Exercise aim: Restate each of the lines given below, word for word.

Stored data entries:
start
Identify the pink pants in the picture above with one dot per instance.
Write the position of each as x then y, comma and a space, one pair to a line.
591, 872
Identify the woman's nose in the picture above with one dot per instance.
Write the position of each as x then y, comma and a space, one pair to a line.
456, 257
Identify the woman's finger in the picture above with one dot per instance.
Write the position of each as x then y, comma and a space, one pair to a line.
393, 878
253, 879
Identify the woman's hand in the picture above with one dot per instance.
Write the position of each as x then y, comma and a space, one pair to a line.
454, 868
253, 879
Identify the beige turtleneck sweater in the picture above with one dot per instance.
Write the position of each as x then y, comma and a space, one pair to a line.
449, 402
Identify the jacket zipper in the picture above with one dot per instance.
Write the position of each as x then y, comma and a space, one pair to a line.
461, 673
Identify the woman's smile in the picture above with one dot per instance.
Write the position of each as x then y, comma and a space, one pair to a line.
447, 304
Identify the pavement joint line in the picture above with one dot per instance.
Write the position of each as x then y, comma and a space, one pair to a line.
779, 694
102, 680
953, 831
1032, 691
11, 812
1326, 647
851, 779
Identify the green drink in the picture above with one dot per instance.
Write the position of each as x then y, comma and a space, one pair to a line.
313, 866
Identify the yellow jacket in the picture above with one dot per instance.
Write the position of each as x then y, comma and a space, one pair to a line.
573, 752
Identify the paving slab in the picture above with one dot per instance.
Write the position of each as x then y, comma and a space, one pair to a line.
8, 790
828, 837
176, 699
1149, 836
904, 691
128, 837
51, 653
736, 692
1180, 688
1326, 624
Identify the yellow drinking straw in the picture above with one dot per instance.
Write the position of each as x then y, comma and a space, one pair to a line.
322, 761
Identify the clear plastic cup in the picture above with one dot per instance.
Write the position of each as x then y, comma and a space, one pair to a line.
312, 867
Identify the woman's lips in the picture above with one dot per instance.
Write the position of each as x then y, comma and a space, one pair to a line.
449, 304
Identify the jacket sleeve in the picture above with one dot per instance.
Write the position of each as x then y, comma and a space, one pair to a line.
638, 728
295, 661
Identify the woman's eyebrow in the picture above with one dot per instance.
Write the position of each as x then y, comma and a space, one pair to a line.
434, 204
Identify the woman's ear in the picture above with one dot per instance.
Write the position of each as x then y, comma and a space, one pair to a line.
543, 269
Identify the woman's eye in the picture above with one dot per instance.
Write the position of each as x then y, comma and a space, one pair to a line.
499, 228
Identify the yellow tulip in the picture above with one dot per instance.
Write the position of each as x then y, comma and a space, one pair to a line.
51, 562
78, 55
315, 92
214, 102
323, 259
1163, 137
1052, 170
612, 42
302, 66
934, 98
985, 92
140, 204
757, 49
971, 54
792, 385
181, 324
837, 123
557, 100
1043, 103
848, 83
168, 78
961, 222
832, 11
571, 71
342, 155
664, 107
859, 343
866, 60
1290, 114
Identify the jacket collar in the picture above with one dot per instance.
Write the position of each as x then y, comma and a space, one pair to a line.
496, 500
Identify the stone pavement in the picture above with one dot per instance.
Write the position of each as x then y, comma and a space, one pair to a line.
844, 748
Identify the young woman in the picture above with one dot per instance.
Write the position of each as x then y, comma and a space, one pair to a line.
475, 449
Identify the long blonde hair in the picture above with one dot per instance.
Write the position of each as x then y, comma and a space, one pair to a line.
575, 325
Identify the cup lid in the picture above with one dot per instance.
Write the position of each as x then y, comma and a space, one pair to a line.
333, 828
end
Response to this task:
Identify the pink pants in the picture above with one dot per instance.
Write the position of each as x then y, comma and a space, one pair to a line.
591, 872
Identify the woman's nose in the picture above with one dot per instance.
Write the position of each as x then y, comma and a space, one pair to a line.
456, 257
Identify the woman's finger in the picture above with one dot per instance.
Write the position of each as x then y, comma and a space, one pair to a line.
393, 878
253, 879
Identify the woman's hand in the picture above with one dot per instance.
Write the position of each as x then y, comma and a space, one pair to a line.
454, 868
253, 879
Identify the beige turtleneck sweater in the picture above with one dot per instance.
Write the position of each as x then y, comma and a space, one pair to a line.
449, 402
Identify the jacket zipper in the picture above with one dot per instance.
Write the position of each as x then y, comma and a space, one pair to a line.
461, 673
Identify the woman's smile in the picture above with one dot per instance.
Write the position of each as x then y, comma and a space, one pair to a line.
447, 304
Identify the pavement joint line in the picture above with one dot per instance.
Write the position of each as x then y, comma and a space, one pair to a line.
779, 694
102, 680
953, 831
1032, 691
11, 812
1326, 647
851, 779
Identify the green drink in the picture above with one dot per instance.
Write the position of each as x then y, comma and a space, one pair to a line.
313, 866
Identify the yellow jacket in the picture above with one dot per instance.
Write the position of each as x then y, comma and a space, one pair to a line.
573, 752
Identify the paving slab in the picture above with one dot per instance.
Write the position of each as x then y, comma and a space, one pair to a line.
8, 790
828, 837
176, 699
1149, 836
904, 691
128, 837
51, 653
736, 692
1180, 688
1326, 624
Identify the yellow drinking straw in the picture above with one dot per instance.
Write the position of each as x then y, comma and a space, one pair to a line.
322, 761
Identify the clear plastic cup in the picture above with one dot per instance.
Write the position of each as x then y, comma and a space, one pair to a line.
312, 867
Identify the woman's lips in the picture above with one dot per instance.
Write the position of each as x then y, comma and a space, one pair to a line.
449, 304
Identify the jacket sleeve in the picture above with one dot per instance.
Write the position of each as x then y, comma and a space, one pair to a line.
638, 728
295, 661
Identify the woman's eyebrow in the picture above with one dot per instance.
Write the position of each as x then y, comma and a space, one pair to a line.
434, 204
Identify the woman's ear in the picture above with one dot per instance.
Write the position of each as x then y, comma and a space, one pair to a line.
543, 269
Identify the woman's eye in the picture above with one dot per instance.
Write the position of each as x then y, comma and a space, one pair to a line.
499, 228
Identify the yellow tulip in the picture above with one dot per instance.
Write the position of each as x then y, comma and a space, one pair to a line.
51, 562
78, 55
315, 92
214, 102
323, 259
1163, 137
1052, 170
612, 42
302, 66
934, 98
985, 92
140, 204
757, 49
971, 54
792, 385
181, 324
837, 123
557, 100
1043, 103
848, 83
168, 78
961, 222
832, 11
571, 71
342, 155
664, 107
859, 343
866, 60
1290, 114
Identify the jacket collar in the picture above with one dot per instance.
Write the position of each as x then y, comma and a space, one pair to a line.
496, 500
Identify the stone pavement in the picture above with one dot per instance.
Write the position of each as x then y, comma and a space, one pair to a line.
844, 748
Identify the young woman in the picture above with one dot per instance.
Write the position of each as x then y, comma and a space, one pair to a line.
475, 449
Identify the long blonde hair in the picture above with one dot per instance.
Write the position of each as x then y, comma and a space, one pair to a line.
575, 325
Identify the cup lid in the picture above with one dot per instance.
Write the position of each as x then y, comma and a space, one pair to a line.
333, 828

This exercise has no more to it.